[SHORT PROBLEM]
Copy the data that follows, character for character, minus the pictures.

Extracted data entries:
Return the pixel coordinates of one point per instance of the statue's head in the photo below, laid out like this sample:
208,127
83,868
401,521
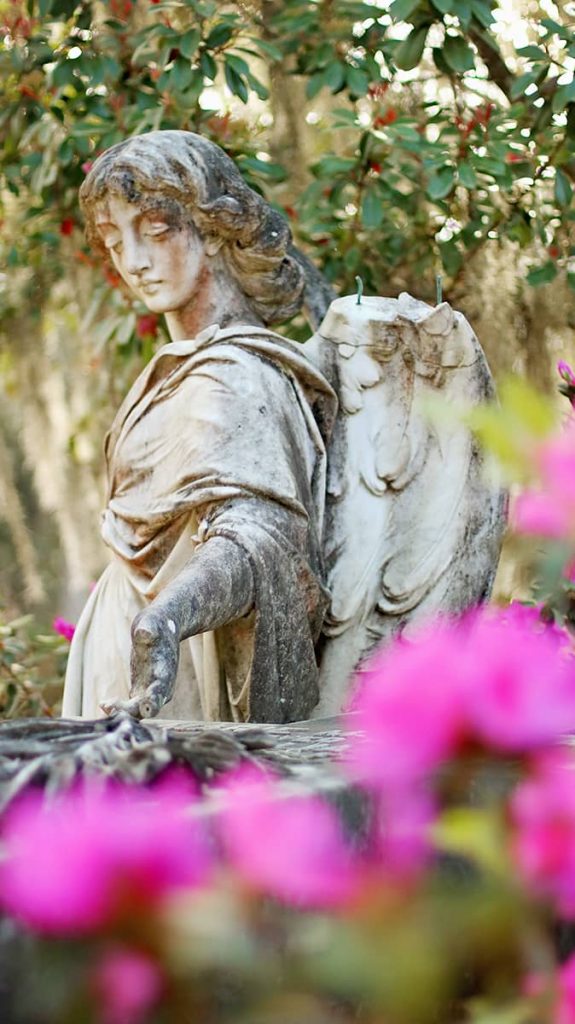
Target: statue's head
190,182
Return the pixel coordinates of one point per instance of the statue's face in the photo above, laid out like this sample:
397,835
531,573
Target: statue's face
162,261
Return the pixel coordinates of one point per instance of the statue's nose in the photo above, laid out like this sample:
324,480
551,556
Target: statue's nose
136,259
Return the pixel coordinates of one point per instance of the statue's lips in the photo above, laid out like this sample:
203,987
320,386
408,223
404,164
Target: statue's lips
149,286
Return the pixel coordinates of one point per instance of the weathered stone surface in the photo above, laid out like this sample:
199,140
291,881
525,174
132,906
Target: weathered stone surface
273,510
52,754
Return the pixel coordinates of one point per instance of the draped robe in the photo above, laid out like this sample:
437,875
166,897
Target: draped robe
224,435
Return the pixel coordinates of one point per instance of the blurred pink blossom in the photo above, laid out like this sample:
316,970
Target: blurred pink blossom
543,816
565,372
65,630
519,682
549,509
502,679
127,984
409,707
290,847
565,1011
91,856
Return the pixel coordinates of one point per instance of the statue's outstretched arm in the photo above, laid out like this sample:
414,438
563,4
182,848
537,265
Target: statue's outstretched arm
215,588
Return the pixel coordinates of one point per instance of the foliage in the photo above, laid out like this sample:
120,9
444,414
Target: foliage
31,670
446,137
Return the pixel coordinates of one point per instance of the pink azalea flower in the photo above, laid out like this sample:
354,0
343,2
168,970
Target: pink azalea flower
409,708
519,682
565,1011
543,815
567,386
290,847
549,509
501,678
65,630
127,984
565,372
103,855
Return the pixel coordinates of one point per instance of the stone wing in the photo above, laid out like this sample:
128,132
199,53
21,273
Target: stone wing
412,525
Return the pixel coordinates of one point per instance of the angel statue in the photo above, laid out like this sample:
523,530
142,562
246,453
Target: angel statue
274,510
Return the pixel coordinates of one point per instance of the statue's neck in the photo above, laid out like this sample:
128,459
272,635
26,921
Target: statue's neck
218,299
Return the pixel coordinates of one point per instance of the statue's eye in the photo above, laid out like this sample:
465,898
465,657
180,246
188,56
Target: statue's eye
155,228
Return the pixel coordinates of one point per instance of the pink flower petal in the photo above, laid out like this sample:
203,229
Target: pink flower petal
127,984
290,847
103,855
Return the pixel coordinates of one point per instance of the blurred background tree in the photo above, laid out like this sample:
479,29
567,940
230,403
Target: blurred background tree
403,140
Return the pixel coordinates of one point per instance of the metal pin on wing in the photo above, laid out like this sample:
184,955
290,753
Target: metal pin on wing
438,289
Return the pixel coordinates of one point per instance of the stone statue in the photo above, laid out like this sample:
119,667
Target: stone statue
273,510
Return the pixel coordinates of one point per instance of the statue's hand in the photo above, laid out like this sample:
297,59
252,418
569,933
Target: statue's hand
153,665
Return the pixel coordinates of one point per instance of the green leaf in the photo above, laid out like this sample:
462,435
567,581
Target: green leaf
563,188
458,55
269,49
181,75
520,84
401,9
189,43
564,95
542,274
357,81
314,84
208,66
371,209
482,12
219,36
440,61
235,83
472,833
463,12
532,52
441,183
467,175
335,75
408,54
238,64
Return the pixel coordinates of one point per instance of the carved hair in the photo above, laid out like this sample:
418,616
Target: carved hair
181,170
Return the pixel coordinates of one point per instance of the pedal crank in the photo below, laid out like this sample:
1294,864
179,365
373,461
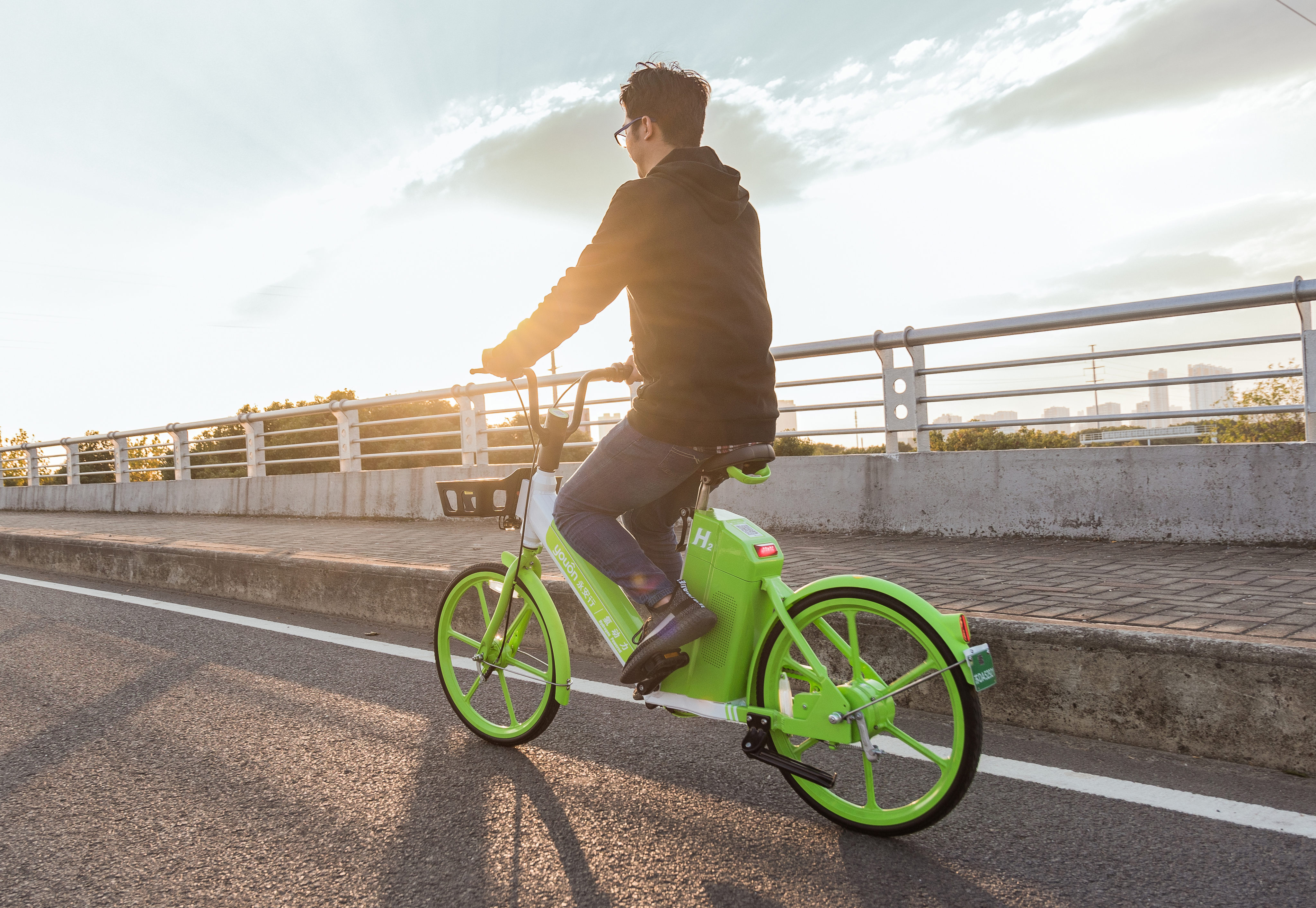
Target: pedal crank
670,664
756,748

[SOLUTION FOR THIS TASK]
Return the pixel coordinates of one point per instance of the statue's head in the photo below, laid out like this sample:
208,127
83,868
401,521
Target: statue's head
190,182
Return the pixel coordinates of one point per instance of the statue's face in the photo above, laid out like this sample:
397,835
531,573
Target: statue's face
162,261
Return the pixel coordinates of one point per instance of the statue's nose in the photo above, laid out like this sample:
324,480
551,556
Target: statue's nose
136,259
Return the pixel coordinates of one point per instance of the statue's lips in the photo above, laid out like this sample:
203,987
320,386
408,223
404,164
Target: statue's lips
149,286
Return the pixel coordinates of one point per instance of the weathered stone surface in the photo above, laid out like this sample:
199,140
291,881
525,174
132,906
Target: weathered stone surface
273,510
52,754
Return the pixel coordinates of one point per instance of the draped robe in the photo above, laid out like this sample:
437,875
166,897
Target: draped robe
224,435
Return the pixel coordinates of one point per instance of the blurred pink blossom in the photo above, laid out like this sample:
316,970
Target: blurred pink blossom
543,816
565,372
65,630
519,682
549,509
502,679
127,984
409,707
290,847
565,1011
91,856
Return the pixel coordinates of one point per instance of the statue's outstretched arm in the photo above, laid out like this sample:
414,438
563,4
182,848
537,265
Target: statue's outstretched arm
215,588
Return the pixel coordinates of one point per instance of the foliage in the photo above, laid out like this sample:
120,9
444,414
Target: foliage
31,670
446,137
Return the pixel coordinates of one point per instance of the pink azalea flower in the photo above, laid out like this sample:
354,0
343,2
168,970
Target: pink azalea flower
409,708
519,682
565,1011
543,815
567,386
290,847
549,509
501,678
65,630
127,984
565,372
103,855
Return the pixel coordinates of one point per instance of the stone wing in the photo above, laid out like this sample:
128,132
199,53
21,273
Target: stone wing
412,525
Return the pixel coordinates of one point per instance of the angel statue in the photo above, laid out like this sample:
523,530
142,562
246,453
Target: angel statue
274,510
Return the pixel coordinates of one point per instance of the statue's neck in the photo above, laid out like this sample:
128,459
272,635
26,921
Target: statue's neck
218,299
Return the pixel coordinates of one point per instance of the statue's eye in the photo above, laid out like this sample:
465,898
465,657
180,246
188,56
Target: statue's eye
155,228
Return the pixel coordinates of one point per instance of the pink flower petal in the photo above, laid out like this sample:
203,229
Target: pink flower petal
127,984
290,847
103,855
Return the pixel coordinates of one point per instance of the blurred background tree in the photo above, laid out like this sample:
479,29
567,940
230,403
Target: blurred background tree
403,140
Return the pixel coordinates of one point per instance of the metal pin on wing in the photo above, laid out like this sample:
184,955
290,753
Target: metal pin on wing
438,289
Return the pixel coordinates of one point per instance of the stone statue in the photo above, laid out like this sample:
119,667
Target: stone statue
273,510
Return the pixel coordinates of one point per instance of the statue's hand in the photo above, laid out like this sample:
297,59
252,418
569,933
Target: statue's hand
153,665
Return the pixel coordinates of one point per instance of the green leaf in the photo above, laid out like this sample:
462,435
567,581
Target: green leaf
563,188
458,55
269,49
181,75
520,84
401,9
189,43
564,95
542,274
357,81
314,84
208,66
371,209
482,12
219,36
440,61
235,83
472,833
463,12
532,52
441,183
467,175
335,75
408,54
238,64
Return the pixel coordinates of one point per instance of the carved hair in the photo above, laid out like this sample:
418,616
Target: carved hair
181,170
Return the pixel coordinates of one point per instance of the pedal crank in the photo below, laid out like this sample:
1294,864
179,365
373,461
Target: pedal crank
670,664
756,748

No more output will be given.